## TEKS SUMBER
»»
Anda begitu miskin. Mana mungkin anda dapat melindungi binatang yang begitu
berharga? Sebaiknya anda sudah menjualnya. Anda boleh minta harga apa saja.
Harga setinggi apapun akan dibayar juga.
Sekarang kuda itu hilang dan anda dikutuk oleh kemalangan.
Orang tua itu menjawab,
"Jangan bicara terlalu cepat. Katakan saja bahwa kuda itu tidak berada
di kandangnya. Itu saja yang kita tahu; selebihnya adalah penilaian. Apakah
saya di kutuk atau tidak, bagaimana Anda dapat ketahui itu? Bagaimana Anda dapat
menghakimi?" Orang protes, "Jangan menggambarkan kita sebagai orang
bodoh! Mungkin kita bukan ahli filsafat, tetapi filsafat hebat tidak di perlukan.
Fakta sederhana bahwa kudamu hilang adalah kutukan." Orang tua itu berbicara
lagi. "Yang saya tahu hanyalah bahwa kandang itu kosong dan kuda itu pergi.
Selebihnya saya tidak tahu. Apakah itu kutukan atau berkat, saya tidak dapat katakan. Yang dapat kita lihat
hanyalah sepotong saja. Siapa tahu apa yang akan terjadi nanti?"
««
## TANTANGAN
1) Jawablah pertanyaan berikut berdasarkan kisah orang tua dan kuda yang hilang.
(a) Menurut orang-orang, berapa harga yang boleh diminta orang tua itu untuk kudanya?
(b) Apa satu-satunya hal yang menurut orang tua itu benar-benar diketahui tentang kudanya?
(c) Apa yang disebut orang-orang sebagai kutukan?
2) Tuliskan setiap kalimat dalam kisah orang tua dan kuda yang hilang yang diakhiri tanda tanya.
3) Teruskan kisah orang tua dan kuda yang hilang, mulai setelah kalimat terakhirnya.

## DATA YANG DISEDIAKAN
»»
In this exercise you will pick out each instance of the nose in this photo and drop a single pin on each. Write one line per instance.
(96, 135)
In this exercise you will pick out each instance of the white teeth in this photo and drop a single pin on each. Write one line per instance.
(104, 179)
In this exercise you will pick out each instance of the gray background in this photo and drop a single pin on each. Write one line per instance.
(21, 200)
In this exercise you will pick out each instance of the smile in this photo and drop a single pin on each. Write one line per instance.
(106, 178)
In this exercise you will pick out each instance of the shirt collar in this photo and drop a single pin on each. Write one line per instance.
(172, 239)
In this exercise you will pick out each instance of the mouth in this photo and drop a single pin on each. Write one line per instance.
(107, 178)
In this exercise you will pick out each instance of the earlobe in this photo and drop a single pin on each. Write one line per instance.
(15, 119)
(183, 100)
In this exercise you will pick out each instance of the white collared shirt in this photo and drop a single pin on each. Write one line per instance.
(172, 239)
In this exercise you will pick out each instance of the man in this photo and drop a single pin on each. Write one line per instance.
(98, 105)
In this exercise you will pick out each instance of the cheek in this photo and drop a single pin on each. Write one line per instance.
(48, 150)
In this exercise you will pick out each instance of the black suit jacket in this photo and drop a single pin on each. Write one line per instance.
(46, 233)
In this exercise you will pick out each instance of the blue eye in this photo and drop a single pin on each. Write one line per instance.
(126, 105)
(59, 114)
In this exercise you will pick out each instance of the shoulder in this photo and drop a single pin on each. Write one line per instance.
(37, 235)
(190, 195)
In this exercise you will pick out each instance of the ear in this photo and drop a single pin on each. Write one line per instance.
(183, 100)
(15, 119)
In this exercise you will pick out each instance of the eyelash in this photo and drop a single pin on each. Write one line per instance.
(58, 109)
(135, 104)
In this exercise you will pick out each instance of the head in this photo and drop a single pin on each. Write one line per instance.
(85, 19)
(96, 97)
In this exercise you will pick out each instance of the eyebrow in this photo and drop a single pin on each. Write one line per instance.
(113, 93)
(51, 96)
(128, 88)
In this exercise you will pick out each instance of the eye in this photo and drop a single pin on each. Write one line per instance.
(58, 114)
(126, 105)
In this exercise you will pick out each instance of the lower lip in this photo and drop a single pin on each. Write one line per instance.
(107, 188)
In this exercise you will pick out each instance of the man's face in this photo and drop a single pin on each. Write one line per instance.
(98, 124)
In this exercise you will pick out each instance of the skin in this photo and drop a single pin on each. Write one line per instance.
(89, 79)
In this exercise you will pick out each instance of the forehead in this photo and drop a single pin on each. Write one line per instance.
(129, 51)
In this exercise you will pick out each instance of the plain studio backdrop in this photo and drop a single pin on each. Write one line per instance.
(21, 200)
««
»»
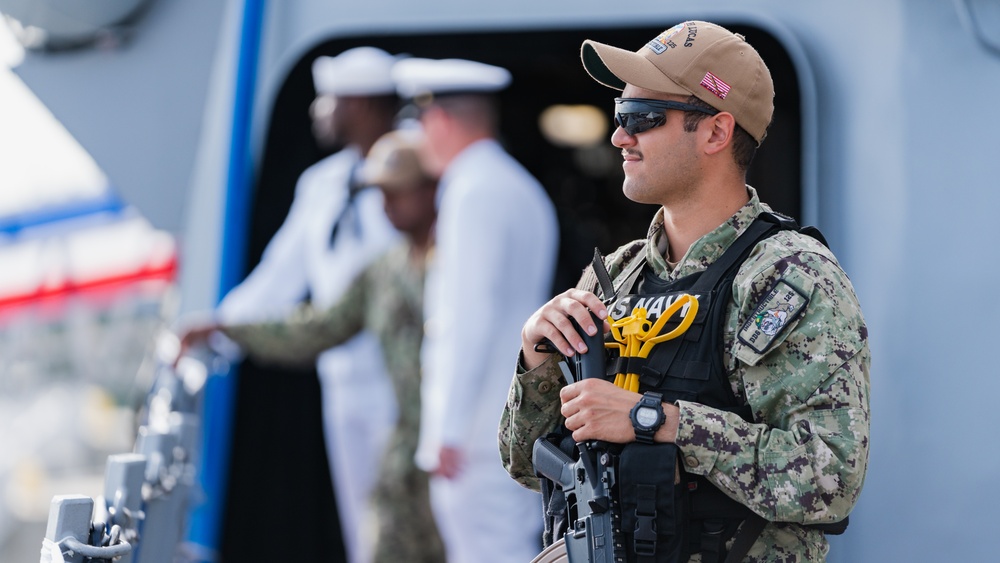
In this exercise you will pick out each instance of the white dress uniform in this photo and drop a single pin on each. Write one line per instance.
««
## HASIL TUGAS
1)
(a) Harga apa saja, karena harga setinggi apa pun akan dibayar.
(b) Bahwa kuda itu tidak berada di kandangnya; kandang itu kosong dan kuda itu pergi.
(c) Fakta sederhana bahwa kudanya hilang.

2)
- Mana mungkin anda dapat melindungi binatang yang begitu berharga?
- Apakah saya di kutuk atau tidak, bagaimana Anda dapat ketahui itu?
- Bagaimana Anda dapat menghakimi?
- Siapa tahu apa yang akan terjadi nanti?

3)
Orang-orang
desa tertawa. Menurut mereka orang itu gila. Mereka memang selalu menganggap
dia orang tolol; kalau tidak, ia akan menjual kuda itu dan hidup dari uang yang
diterimanya. Sebaliknya, ia seorang tukang potong kayu miskin, orang tua yang
memotong kayu bakar dan menariknya keluar hutan lalu menjualnya. Uang yang ia
terima hanya cukup untuk membeli makanan, tidak lebih. Hidupnya sengsara sekali.
Sekarang ia sudah membuktikan bahwa ia betul-betul tolol.
Sesudah lima belas hari, kuda itu kembali. Ia tidak di curi, ia lari ke dalam
hutan. Ia tidak hanya kembali, ia juga membawa sekitar selusin kuda liar bersamanya.
Sekali lagi penduduk desa berkumpul sekeliling tukang potong kayu itu dan mengatakan,
"Orang tua, kamu benar dan kami salah. Yang kami anggap kutukan sebenarnya
berkat. Maafkan kami." Jawab orang itu, "Sekali lagi kalian bertindak
gegabah. Katakan saja bahwa kuda itu sudah balik. Katakan saja bahwa selusin
kuda balik bersama dia, tetapi jangan menilai. Bagaimana kalian tahu bahwa ini adalah berkat? Anda hanya melihat sepotong saja.
Kecuali kalau kalian sudah mengetahui seluruh cerita, bagaimana anda dapat menilai?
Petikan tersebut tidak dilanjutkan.